Text section:
======

Poet Mary Oliver describes a sensation often experienced by persons standing on the verge of death, whether it is literal death, or the suddenly real possibility of death that may come when I receive alarming medical news or realize the prospect of overwhelming loss: at these moments when we stand at the limits of our comfortable usual lives, when literal or symbolic death is only inches away, then a special kind of clarity may come. For Oliver, that clarity takes the form of heightened awareness of the uniqueness of each living thing and the freedom from time constraints. Others describe that clarity as suddenly discovering what one’s real priorities are, or appreciating in a whole new way how precious those we love are to us. For the lepers in the story, the clarity came as they saw a miraculous abundance where before there had been famine, and where enemies vanished. Whatever form it takes, this special clarity belongs only to those who can stand right on the edge of their lives, knowing death may come with the next step, and who risk everything.
Have you stood in that place? Are you standing there now? Is our congregation standing in that place now? If so, what is becoming clear? What will your next move, our next move, be?
I once met a woman who had undergone a classic “near-death experience.” As she recounted her story, she had been walking the beach in California when an unusually large wave came and swept her out from the shore, where she then became caught in an undertow that carried her further down. Despite the odds, her body was washed up and she was revived. Happy ending, right?
Not entirely. The woman found the jolt of returning to life so disorienting that she became unable to function, spent a couple of weeks on the psychiatric unit of a hospital, and continued for some time after struggling to explain to the family she loved why she was not entirely happy to have returned to them, so profound had been her experience of a kind of afterlife peace. In time, she regained her psychological and spiritual balance—sort of. A professional artist, she found that all her artwork became explorations of her near-death experience. She convinced her husband that they must sell their long-time home and move to Sedona, the place in Arizona known for being especially conducive to spiritual experience.

======

Raw data:
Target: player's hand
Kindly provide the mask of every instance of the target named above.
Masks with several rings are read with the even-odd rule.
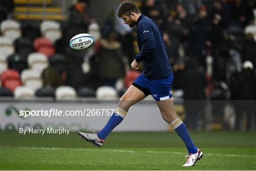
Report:
[[[131,64],[131,68],[133,70],[137,70],[139,68],[138,63],[134,60]]]

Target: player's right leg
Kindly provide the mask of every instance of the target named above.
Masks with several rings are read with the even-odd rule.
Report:
[[[138,88],[131,85],[120,99],[115,111],[112,114],[105,127],[98,134],[79,132],[78,135],[85,141],[89,141],[97,147],[101,146],[109,134],[122,122],[130,107],[146,96]]]

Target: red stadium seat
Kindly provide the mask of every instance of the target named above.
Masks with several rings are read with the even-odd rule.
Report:
[[[14,69],[8,69],[1,75],[1,80],[3,87],[13,92],[15,88],[21,85],[19,74]]]
[[[125,77],[125,86],[129,87],[140,74],[139,72],[136,71],[130,70],[127,72]]]
[[[43,53],[48,58],[56,51],[51,41],[45,37],[36,38],[34,42],[34,47],[36,51]]]
[[[8,80],[19,80],[19,74],[15,69],[8,69],[3,71],[1,74],[2,85]]]

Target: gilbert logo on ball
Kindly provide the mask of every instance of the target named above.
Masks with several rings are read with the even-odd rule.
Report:
[[[94,39],[89,34],[83,33],[75,35],[69,41],[69,46],[75,50],[84,51],[94,44]]]

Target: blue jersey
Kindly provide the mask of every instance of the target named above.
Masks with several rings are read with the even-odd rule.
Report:
[[[137,41],[139,49],[135,60],[143,63],[143,76],[159,79],[173,73],[164,42],[163,33],[155,24],[143,14],[136,23]]]

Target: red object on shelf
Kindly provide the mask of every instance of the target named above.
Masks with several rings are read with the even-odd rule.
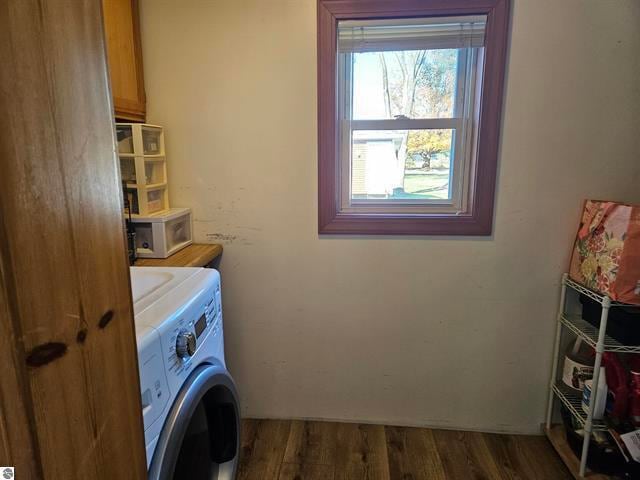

======

What the exercise asks:
Can you write out, word for word, the stretch from "Have you stood" through "Happy ending, right?" in the near-death passage above?

Solved problem:
Have you stood in that place? Are you standing there now? Is our congregation standing in that place now? If so, what is becoming clear? What will your next move, our next move, be?
I once met a woman who had undergone a classic “near-death experience.” As she recounted her story, she had been walking the beach in California when an unusually large wave came and swept her out from the shore, where she then became caught in an undertow that carried her further down. Despite the odds, her body was washed up and she was revived. Happy ending, right?